### CONSIGNES DE TRAVAIL
**1)** Dans le texte sur la terre de Sonnay, pour quelle somme l'ensemble est-il adjugé à Jacques Alexandre Becquet ?
**2)** Renvoyez mot pour mot le passage du texte sur la terre de Sonnay qui va de « Mis à prix 10.000 » jusqu'à « et bien giboyeux. » inclus.

De 1770 à 1860
Les Becquet du Vivier puis de Sonnay
Le 10 novembre 1770, le fief et la terre de Sonnay sont effectivement mis en vente par les héritières de la famille de La Barre, aux bons soins de Antoine Bourelart, négociant à Montreuil-Bellay… et le 25 octobre 1771, ce dernier déclare command en faveur du futur époux de la petite nièce des sœurs de La Barre : Jacques Alexandre Becquet, écuyer chinonais mais lieutenant des maréchaux de France à Montpellier, conseiller-rapporteur du point d’honneur aux bailliage, ville et ressort de Chinon en 1780, comparaissant en 1789 à l’assemblée de la noblesse de l’Anjou et pays Saumurois.
Mis à prix 10.000 livres, l’ensemble lui est adjugé pour 32.150 livres
Le descriptif du lieu est prometteur :
« La terre de Sonnay en Touraine est située sur les bords de la Vienne à un quart de lieue de la grande route de Tours à Chinon, à proximité d’une belle forêt du Roy, en belle vue, dans une position saine et agréable et dans un canton des plus fertiles de la province, et bien giboyeux.
Le château nouvellement rétabli est situé à mi-côte avec les principalles façades au midi et au levant, sur une terrasse dominante sur une belle plaine située entre la rivière de Vienne et le coteau de la forêt. »

### DONNÉES DU LISTING

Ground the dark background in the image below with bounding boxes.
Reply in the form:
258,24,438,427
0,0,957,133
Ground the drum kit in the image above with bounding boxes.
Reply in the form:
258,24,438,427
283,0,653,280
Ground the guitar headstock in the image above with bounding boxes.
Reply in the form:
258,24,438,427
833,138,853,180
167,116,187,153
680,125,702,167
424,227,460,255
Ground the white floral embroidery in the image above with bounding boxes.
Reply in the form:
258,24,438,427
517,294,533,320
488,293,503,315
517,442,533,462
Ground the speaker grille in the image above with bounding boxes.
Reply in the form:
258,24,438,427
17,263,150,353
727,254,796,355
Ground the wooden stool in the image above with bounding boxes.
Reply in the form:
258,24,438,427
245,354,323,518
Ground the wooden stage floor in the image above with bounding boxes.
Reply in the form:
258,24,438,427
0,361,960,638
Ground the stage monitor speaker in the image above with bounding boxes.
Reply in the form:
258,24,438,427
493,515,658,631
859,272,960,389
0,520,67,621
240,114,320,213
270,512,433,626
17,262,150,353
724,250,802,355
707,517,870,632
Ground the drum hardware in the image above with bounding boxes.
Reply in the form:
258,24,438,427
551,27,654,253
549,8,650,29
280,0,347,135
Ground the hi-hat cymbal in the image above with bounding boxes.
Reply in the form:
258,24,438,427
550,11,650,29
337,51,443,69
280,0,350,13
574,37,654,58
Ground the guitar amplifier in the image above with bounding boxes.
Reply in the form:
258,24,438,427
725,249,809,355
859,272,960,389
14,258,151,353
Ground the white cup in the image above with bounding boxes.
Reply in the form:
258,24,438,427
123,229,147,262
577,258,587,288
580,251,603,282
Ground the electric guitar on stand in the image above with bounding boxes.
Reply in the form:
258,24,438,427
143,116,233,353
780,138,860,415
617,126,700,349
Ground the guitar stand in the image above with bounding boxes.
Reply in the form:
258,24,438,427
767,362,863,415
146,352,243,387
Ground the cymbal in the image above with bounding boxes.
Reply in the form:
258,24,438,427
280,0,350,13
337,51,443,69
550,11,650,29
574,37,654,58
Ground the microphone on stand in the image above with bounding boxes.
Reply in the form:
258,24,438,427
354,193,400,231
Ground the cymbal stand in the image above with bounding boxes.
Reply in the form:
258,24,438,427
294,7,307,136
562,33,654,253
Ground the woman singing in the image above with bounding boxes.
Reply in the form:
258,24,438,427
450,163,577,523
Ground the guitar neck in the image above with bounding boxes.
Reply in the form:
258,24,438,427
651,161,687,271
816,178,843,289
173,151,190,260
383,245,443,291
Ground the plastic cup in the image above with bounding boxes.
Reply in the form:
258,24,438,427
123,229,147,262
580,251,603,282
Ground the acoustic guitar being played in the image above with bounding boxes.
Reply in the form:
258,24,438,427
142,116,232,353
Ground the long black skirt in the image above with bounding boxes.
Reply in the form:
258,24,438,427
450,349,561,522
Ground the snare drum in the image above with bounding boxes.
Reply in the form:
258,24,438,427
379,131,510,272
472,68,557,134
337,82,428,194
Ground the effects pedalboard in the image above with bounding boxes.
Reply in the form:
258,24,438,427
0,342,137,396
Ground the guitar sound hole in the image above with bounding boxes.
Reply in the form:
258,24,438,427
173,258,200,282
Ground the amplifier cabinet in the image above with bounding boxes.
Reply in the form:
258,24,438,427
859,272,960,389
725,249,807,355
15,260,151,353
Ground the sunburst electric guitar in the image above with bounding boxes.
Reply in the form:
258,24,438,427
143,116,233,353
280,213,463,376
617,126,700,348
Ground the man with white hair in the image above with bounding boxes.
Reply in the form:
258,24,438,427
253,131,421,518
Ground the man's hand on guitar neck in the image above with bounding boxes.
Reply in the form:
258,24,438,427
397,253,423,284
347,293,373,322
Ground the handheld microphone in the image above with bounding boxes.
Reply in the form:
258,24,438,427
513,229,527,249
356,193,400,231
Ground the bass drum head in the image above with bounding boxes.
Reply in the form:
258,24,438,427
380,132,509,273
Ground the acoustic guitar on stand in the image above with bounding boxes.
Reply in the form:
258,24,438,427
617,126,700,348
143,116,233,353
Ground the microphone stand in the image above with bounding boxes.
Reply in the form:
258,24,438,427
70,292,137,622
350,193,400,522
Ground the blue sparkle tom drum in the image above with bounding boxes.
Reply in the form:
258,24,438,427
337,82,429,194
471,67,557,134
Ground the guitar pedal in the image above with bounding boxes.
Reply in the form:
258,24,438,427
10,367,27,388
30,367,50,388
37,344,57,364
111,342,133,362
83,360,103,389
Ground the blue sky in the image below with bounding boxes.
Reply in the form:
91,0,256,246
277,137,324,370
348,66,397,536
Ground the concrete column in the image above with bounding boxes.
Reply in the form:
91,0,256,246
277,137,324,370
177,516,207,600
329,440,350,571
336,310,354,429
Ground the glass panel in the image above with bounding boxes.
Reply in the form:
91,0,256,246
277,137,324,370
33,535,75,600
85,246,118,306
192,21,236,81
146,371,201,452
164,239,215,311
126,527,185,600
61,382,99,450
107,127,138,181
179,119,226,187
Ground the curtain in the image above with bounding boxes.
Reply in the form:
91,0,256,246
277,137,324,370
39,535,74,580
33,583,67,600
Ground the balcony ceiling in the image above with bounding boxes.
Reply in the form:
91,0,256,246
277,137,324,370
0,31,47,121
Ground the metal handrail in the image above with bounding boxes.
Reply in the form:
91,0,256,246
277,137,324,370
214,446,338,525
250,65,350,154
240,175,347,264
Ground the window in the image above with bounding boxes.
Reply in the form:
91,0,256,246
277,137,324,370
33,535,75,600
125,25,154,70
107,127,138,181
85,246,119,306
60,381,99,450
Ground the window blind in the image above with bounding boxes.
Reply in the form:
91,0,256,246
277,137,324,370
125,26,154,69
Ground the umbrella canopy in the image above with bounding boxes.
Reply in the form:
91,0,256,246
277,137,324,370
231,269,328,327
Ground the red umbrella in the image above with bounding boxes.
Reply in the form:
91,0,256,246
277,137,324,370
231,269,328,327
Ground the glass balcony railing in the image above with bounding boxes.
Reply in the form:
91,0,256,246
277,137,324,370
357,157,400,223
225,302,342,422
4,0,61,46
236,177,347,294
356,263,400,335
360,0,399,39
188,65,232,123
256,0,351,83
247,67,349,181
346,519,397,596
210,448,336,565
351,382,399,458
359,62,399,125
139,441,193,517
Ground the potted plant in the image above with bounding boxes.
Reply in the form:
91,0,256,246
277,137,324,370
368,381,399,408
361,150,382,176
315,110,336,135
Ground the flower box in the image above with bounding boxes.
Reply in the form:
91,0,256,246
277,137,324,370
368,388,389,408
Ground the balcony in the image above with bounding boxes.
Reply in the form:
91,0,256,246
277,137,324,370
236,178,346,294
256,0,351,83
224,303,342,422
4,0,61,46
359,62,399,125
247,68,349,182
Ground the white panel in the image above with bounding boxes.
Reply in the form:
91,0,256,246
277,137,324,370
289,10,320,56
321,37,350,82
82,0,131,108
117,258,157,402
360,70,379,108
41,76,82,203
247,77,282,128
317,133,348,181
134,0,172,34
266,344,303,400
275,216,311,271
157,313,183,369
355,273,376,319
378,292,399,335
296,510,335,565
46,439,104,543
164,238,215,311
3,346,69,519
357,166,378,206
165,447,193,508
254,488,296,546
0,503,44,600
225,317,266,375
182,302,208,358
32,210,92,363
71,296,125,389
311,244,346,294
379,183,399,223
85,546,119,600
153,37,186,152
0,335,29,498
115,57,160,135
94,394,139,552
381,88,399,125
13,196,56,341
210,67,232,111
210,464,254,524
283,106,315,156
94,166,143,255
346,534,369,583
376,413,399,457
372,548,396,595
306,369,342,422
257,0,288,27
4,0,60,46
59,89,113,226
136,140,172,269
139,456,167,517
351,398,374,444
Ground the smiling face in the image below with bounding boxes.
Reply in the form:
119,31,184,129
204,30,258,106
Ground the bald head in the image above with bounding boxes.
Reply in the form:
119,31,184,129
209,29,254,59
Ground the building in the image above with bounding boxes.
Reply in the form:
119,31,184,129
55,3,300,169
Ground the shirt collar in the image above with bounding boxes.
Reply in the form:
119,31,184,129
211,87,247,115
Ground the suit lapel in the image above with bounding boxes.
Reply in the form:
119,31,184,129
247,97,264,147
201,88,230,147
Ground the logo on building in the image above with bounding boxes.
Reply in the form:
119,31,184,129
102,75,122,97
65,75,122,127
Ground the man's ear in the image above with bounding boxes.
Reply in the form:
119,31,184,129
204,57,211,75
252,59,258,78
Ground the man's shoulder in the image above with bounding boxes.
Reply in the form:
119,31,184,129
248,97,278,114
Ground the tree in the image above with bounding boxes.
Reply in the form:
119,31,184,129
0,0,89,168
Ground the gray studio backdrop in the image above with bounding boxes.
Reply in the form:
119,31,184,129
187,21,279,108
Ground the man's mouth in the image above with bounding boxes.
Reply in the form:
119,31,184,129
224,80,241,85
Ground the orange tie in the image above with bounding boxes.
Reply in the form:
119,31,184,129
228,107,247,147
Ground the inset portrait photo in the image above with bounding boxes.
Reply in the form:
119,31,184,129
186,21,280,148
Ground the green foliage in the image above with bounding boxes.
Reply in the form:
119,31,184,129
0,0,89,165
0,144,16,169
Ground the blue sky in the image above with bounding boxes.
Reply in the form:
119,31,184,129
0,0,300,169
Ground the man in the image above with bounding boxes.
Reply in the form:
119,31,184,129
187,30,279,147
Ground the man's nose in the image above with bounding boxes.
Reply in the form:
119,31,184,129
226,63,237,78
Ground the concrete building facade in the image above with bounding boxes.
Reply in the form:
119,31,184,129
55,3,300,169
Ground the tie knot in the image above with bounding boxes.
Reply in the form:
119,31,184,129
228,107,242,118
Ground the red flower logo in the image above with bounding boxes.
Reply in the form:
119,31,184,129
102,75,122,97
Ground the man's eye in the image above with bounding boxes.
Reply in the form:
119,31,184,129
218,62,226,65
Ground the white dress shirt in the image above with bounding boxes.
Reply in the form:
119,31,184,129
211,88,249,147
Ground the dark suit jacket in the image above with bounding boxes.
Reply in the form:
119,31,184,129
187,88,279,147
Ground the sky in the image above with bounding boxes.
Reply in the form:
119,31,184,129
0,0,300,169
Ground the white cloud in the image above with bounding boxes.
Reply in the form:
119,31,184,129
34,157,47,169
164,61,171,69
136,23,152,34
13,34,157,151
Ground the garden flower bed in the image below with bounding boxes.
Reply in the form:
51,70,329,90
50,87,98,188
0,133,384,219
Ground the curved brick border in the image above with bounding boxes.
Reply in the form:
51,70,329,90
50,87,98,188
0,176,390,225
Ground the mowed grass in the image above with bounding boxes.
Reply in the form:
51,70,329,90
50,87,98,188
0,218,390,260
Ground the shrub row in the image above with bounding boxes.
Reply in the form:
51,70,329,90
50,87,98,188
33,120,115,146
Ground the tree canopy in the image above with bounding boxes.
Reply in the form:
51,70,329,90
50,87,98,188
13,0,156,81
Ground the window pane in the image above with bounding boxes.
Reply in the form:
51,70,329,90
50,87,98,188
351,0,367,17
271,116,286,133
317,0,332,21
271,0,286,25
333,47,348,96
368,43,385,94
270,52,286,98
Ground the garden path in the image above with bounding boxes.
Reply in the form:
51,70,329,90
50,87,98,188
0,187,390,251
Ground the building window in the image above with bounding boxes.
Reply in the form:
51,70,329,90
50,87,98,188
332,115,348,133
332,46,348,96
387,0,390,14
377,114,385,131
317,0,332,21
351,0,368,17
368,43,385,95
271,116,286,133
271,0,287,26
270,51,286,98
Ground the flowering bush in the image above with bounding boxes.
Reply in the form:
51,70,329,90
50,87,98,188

### RÉSULTATS ORDONNÉS
**1)** L'ensemble lui est adjugé pour 32.150 livres.

**2)**
Mis à prix 10.000 livres, l’ensemble lui est adjugé pour 32.150 livres
Le descriptif du lieu est prometteur :
« La terre de Sonnay en Touraine est située sur les bords de la Vienne à un quart de lieue de la grande route de Tours à Chinon, à proximité d’une belle forêt du Roy, en belle vue, dans une position saine et agréable et dans un canton des plus fertiles de la province, et bien giboyeux.